[Begin MATERIAL FOR THE TASK]

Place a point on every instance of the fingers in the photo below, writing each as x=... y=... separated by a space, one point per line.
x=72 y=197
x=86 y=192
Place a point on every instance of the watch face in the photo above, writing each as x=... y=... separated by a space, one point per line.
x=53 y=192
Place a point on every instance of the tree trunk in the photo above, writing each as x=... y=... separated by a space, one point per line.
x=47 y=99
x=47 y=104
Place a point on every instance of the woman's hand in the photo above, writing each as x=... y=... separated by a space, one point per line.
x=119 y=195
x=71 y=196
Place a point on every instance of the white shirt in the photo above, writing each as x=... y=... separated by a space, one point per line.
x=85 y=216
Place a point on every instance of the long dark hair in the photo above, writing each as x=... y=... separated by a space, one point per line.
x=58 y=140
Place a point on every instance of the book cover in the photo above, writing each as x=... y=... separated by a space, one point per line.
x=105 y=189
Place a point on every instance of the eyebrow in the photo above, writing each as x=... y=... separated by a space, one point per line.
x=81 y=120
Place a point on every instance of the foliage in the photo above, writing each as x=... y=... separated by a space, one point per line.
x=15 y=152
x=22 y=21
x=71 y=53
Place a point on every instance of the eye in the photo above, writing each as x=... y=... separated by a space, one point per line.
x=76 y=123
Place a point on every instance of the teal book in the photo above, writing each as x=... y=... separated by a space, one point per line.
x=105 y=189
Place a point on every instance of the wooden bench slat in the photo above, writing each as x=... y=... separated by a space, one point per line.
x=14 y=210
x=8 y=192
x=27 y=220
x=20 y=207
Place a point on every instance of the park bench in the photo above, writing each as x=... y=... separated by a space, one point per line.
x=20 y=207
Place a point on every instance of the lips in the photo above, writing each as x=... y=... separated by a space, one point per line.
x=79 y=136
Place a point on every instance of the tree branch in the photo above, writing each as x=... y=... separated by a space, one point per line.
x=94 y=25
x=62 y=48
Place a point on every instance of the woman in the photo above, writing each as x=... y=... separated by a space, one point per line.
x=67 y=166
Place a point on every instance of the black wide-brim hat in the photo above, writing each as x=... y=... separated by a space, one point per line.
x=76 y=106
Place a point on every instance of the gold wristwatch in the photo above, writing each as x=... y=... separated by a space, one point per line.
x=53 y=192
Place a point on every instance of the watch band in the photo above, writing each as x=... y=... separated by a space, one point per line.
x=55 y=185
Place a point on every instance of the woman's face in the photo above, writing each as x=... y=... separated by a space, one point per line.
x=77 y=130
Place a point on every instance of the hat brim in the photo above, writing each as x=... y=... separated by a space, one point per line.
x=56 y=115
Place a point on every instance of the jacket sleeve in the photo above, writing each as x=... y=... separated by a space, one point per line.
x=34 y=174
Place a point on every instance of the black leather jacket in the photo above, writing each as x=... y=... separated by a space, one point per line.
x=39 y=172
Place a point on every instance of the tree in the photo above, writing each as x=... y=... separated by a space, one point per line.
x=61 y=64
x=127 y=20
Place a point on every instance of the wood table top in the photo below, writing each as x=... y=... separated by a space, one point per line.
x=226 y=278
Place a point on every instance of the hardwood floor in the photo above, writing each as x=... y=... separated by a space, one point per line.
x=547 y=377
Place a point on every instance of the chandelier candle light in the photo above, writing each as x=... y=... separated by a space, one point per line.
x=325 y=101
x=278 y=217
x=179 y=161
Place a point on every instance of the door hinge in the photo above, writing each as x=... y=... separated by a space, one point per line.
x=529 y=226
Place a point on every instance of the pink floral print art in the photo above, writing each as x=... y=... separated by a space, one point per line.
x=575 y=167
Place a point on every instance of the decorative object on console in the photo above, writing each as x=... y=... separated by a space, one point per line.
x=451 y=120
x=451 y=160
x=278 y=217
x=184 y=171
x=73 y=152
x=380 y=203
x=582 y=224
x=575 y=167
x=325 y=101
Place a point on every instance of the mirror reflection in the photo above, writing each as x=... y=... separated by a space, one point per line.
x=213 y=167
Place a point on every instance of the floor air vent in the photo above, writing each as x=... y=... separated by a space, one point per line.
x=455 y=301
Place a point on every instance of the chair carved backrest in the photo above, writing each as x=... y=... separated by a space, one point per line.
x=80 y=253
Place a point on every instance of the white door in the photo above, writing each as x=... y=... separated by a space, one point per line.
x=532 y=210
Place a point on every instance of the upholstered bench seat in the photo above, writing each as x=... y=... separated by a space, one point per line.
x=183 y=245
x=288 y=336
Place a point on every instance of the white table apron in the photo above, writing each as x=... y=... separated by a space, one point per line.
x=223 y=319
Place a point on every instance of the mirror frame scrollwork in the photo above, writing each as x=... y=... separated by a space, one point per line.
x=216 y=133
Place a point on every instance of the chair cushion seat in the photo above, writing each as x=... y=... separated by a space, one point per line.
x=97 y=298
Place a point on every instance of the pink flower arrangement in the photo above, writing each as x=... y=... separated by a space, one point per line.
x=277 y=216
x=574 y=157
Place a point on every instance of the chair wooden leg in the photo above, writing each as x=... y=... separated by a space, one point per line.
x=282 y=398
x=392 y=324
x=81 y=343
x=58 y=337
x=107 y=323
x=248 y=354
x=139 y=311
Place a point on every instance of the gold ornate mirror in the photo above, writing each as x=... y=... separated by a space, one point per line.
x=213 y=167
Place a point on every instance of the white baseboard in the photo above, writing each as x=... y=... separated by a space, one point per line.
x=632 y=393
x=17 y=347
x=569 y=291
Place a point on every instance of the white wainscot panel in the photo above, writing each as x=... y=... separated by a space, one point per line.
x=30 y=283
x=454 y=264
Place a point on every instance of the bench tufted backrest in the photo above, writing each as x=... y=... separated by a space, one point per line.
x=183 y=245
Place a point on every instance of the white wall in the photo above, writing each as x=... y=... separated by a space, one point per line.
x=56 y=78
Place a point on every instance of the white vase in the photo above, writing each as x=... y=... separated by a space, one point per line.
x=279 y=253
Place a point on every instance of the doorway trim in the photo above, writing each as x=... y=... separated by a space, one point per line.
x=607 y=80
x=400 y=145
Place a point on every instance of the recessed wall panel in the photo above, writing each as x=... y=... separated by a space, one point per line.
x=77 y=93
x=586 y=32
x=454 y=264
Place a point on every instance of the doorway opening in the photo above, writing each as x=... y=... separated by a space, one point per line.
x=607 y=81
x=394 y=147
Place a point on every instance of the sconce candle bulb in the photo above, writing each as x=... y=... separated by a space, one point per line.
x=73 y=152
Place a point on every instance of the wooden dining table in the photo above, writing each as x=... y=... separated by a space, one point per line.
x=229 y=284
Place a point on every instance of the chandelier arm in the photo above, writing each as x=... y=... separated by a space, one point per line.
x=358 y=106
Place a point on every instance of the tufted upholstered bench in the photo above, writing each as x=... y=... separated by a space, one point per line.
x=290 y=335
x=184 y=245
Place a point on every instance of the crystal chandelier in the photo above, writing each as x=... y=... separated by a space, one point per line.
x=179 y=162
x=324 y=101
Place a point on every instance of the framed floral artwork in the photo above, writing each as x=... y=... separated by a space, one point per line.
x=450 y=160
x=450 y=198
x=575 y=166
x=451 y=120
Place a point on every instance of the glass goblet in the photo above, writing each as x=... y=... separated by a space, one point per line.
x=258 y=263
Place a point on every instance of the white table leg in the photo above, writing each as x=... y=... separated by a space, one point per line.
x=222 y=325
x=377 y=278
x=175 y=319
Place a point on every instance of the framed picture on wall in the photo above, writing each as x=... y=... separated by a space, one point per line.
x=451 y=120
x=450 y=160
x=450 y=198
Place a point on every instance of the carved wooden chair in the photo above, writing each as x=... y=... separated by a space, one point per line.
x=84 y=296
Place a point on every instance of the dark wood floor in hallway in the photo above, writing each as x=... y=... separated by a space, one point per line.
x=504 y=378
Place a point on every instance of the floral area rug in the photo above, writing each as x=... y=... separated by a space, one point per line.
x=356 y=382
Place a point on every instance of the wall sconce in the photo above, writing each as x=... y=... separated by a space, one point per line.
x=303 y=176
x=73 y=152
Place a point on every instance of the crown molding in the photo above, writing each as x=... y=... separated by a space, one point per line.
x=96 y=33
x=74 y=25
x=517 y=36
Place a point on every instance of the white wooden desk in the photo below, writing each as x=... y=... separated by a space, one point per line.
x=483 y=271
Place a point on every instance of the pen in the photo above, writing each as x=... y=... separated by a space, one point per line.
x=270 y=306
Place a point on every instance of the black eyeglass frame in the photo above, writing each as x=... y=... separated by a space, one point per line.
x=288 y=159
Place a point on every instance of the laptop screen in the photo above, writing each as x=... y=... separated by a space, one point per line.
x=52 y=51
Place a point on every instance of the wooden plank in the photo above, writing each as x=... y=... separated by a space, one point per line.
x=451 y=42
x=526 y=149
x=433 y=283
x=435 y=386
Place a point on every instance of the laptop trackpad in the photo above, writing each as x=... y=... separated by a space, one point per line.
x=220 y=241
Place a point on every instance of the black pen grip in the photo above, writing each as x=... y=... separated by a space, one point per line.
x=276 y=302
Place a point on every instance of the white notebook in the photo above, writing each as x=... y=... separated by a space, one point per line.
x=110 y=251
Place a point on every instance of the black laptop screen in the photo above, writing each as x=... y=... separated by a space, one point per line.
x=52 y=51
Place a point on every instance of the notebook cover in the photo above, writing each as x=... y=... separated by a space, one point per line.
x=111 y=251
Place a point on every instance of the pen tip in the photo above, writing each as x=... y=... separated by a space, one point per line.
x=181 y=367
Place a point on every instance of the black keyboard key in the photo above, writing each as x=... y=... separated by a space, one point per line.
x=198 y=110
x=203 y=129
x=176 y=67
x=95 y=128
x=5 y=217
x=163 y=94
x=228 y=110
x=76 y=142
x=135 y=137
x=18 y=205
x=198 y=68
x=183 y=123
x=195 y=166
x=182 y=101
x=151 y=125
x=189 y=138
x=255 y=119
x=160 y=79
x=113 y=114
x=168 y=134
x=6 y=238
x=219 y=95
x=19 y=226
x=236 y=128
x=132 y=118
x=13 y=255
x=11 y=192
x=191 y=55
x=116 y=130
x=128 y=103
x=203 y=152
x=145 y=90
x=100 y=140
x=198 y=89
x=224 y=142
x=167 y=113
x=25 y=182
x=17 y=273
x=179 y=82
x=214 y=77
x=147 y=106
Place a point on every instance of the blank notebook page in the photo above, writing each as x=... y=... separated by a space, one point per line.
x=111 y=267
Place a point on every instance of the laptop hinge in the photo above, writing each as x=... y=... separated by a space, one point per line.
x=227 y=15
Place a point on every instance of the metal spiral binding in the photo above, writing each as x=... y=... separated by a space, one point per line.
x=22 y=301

[End MATERIAL FOR THE TASK]

> YOUR TASK
From the line that contains "Place a point on every instance of the black laptop" down to the last line of the listing above, repeat each line exactly, and include nothing else.

> WRITTEN SOLUTION
Place a point on every instance of the black laptop screen in the photo above, writing each as x=... y=... separated by a space, one point per line.
x=52 y=51
Place a point on every instance of the notebook cover in the photo above, writing each as x=... y=... separated by a space, one point per line.
x=111 y=251
Place a point on every instance of the pen tip in the photo above, writing each as x=... y=... separated by a space, one point per line.
x=181 y=367
Place a point on every instance of the black keyboard key in the photo above, writing each as x=... y=... separated by a space, one point per line.
x=198 y=110
x=203 y=129
x=176 y=67
x=95 y=128
x=5 y=217
x=163 y=94
x=228 y=110
x=76 y=142
x=135 y=137
x=18 y=205
x=198 y=68
x=183 y=123
x=195 y=166
x=182 y=101
x=151 y=125
x=189 y=138
x=255 y=119
x=160 y=79
x=113 y=114
x=168 y=134
x=6 y=238
x=219 y=95
x=19 y=226
x=236 y=128
x=132 y=118
x=13 y=255
x=11 y=192
x=191 y=55
x=116 y=130
x=128 y=103
x=203 y=152
x=145 y=90
x=100 y=140
x=198 y=89
x=224 y=142
x=167 y=113
x=25 y=182
x=17 y=273
x=179 y=82
x=214 y=77
x=147 y=106
Place a point on every instance of the blank notebook page in the photo above, writing each as x=... y=... separated by a space, one point per line.
x=111 y=267
Place a point on every instance of the laptop hinge in the photo above, writing each as x=... y=... separated by a space, one point per line.
x=227 y=15
Place a point on every instance of the metal spiral binding in the photo above, writing each as x=... y=... separated by a space, one point per line.
x=22 y=301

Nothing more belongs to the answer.